::: Texto selecionado :::

O desenvolvimento econômico pode ser definido como a capacidade de transformar recursos em capital. Neste sentido, as moedas complementares poderiam se tornar um meio importante de desenvolvimento.

Disponibilidade e estabilidade da moeda com certeza são pré-requisitos para a Abundância Sustentável. Sem estabilidade monetária nenhuma sociedade pode prosperar. Ao longo da história, as maiores crises sociais – da queda do Império Romano ao surgimento do fascismo – estiveram ligadas a colapsos das moedas. Há quem argumente, inclusive, que os colapsos monetários foram a causa dessas crises. E a escassez de dinheiro foi, e segue sendo, o principal obstáculo para soluções criativas dos problemas da nossa sociedade. Pense apenas nas ideias e projetos que você ou sua comunidade deixam de realizar por falta de dinheiro.

::: Extrato de dados :::

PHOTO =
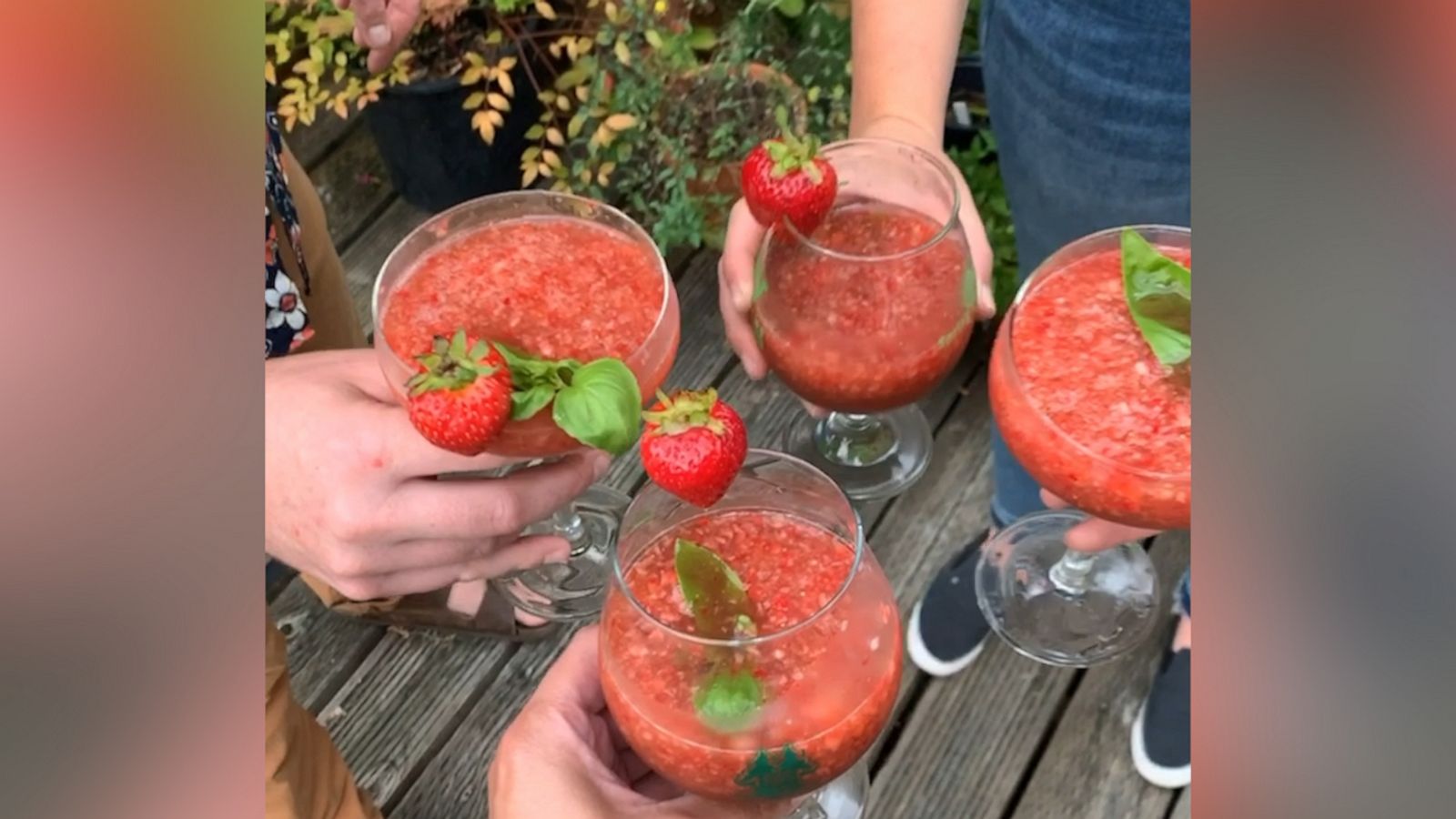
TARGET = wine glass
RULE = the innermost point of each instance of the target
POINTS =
(562, 274)
(790, 697)
(1130, 460)
(868, 314)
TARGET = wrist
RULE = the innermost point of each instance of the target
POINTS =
(900, 128)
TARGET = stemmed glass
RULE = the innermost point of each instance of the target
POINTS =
(558, 591)
(868, 314)
(820, 659)
(1048, 602)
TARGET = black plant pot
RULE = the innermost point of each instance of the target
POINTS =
(434, 157)
(968, 87)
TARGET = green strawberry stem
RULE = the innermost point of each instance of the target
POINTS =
(688, 410)
(450, 365)
(790, 152)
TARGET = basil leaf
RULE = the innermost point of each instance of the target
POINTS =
(713, 592)
(1159, 298)
(602, 405)
(528, 402)
(728, 702)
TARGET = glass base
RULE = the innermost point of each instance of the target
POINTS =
(1060, 606)
(870, 457)
(574, 589)
(842, 799)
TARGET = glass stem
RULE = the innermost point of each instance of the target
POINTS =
(808, 809)
(571, 528)
(851, 439)
(1072, 571)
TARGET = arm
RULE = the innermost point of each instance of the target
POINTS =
(903, 55)
(903, 58)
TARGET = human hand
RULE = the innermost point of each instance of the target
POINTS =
(382, 26)
(746, 235)
(351, 494)
(1096, 535)
(564, 756)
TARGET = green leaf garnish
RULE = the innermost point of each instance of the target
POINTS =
(1159, 296)
(728, 698)
(597, 404)
(728, 702)
(713, 592)
(602, 405)
(528, 402)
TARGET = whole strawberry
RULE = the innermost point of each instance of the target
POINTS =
(785, 178)
(693, 445)
(462, 395)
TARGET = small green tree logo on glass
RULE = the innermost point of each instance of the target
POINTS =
(776, 774)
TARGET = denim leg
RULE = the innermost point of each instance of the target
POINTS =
(1089, 104)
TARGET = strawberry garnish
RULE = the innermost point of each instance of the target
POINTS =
(786, 179)
(693, 445)
(462, 395)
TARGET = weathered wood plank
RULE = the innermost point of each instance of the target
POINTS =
(364, 258)
(353, 184)
(936, 518)
(1184, 807)
(404, 700)
(453, 783)
(963, 380)
(312, 143)
(324, 647)
(703, 354)
(970, 738)
(1088, 767)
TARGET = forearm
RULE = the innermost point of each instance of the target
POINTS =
(903, 58)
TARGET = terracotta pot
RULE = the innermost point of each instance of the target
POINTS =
(727, 179)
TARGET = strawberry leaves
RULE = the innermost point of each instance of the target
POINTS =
(730, 697)
(1159, 296)
(791, 152)
(597, 402)
(451, 363)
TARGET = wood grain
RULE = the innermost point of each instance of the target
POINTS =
(324, 646)
(1088, 765)
(366, 257)
(353, 184)
(312, 143)
(411, 691)
(1184, 807)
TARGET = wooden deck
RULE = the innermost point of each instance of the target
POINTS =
(419, 714)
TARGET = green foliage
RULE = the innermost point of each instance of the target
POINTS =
(982, 171)
(972, 31)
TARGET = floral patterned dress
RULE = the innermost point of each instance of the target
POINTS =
(286, 321)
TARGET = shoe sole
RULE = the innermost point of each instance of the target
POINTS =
(928, 662)
(1159, 775)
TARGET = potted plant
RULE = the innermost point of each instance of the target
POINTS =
(677, 94)
(450, 114)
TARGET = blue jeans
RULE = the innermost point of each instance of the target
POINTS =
(1089, 104)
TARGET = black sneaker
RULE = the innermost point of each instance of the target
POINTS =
(1161, 734)
(946, 630)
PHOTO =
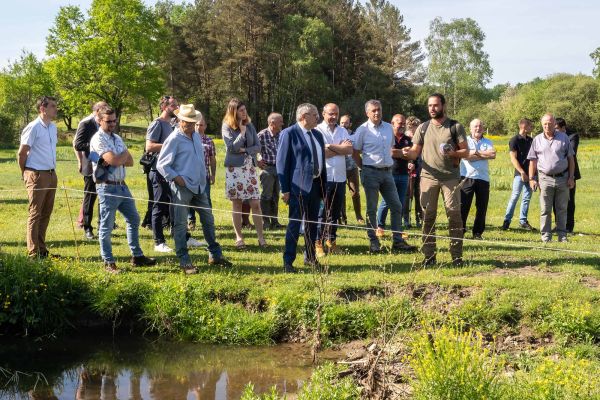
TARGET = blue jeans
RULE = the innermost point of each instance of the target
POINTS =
(401, 182)
(518, 186)
(113, 198)
(191, 211)
(182, 199)
(331, 211)
(376, 181)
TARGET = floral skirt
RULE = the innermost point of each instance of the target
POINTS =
(241, 183)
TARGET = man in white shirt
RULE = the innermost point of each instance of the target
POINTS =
(37, 160)
(337, 146)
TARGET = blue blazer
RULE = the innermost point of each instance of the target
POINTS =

:::

### Instruções do exercício
Prossiga com o texto sobre moedas complementares e estabilidade monetária a partir da última frase apresentada.

### Resposta abaixo
Acredito que todos nós temos um dom com o qual poderíamos contribuir para este mundo e que a suficiência de moeda poderia liberar um caudal tão grande de engenhosidade humana que o planeta passaria a um estado de Abundância Sustentável hoje totalmente impensável. Isto me faz lembrar do comentário de Jean Shinoda Bolen: “Antes de poder fazer algo que você nunca fez, você precisa conseguir imaginar que é possível.”406

A seção seguinte trata de como a Onda Monetária poderia se desdobrar na prática em uma multiplicidade de sistemas monetários.

Um sistema monetário para a Abundância Sustentável
Nesta seção abordaremos em detalhes os sistemas monetários mais adequados para a Abundância Sustentável. O pensamento monetário tradicional sempre considerou adequado haver uma moeda por país. Por este motivo, um sistema com vários níveis seria criticado por ter uma complexidade e uma ineficiência injustificadas. Esta crítica será respondida primeiro, e depois passarei a descrever como os diferentes níveis de moedas poderiam se combinar em 2020.

Por que um sistema de moedas com vários níveis?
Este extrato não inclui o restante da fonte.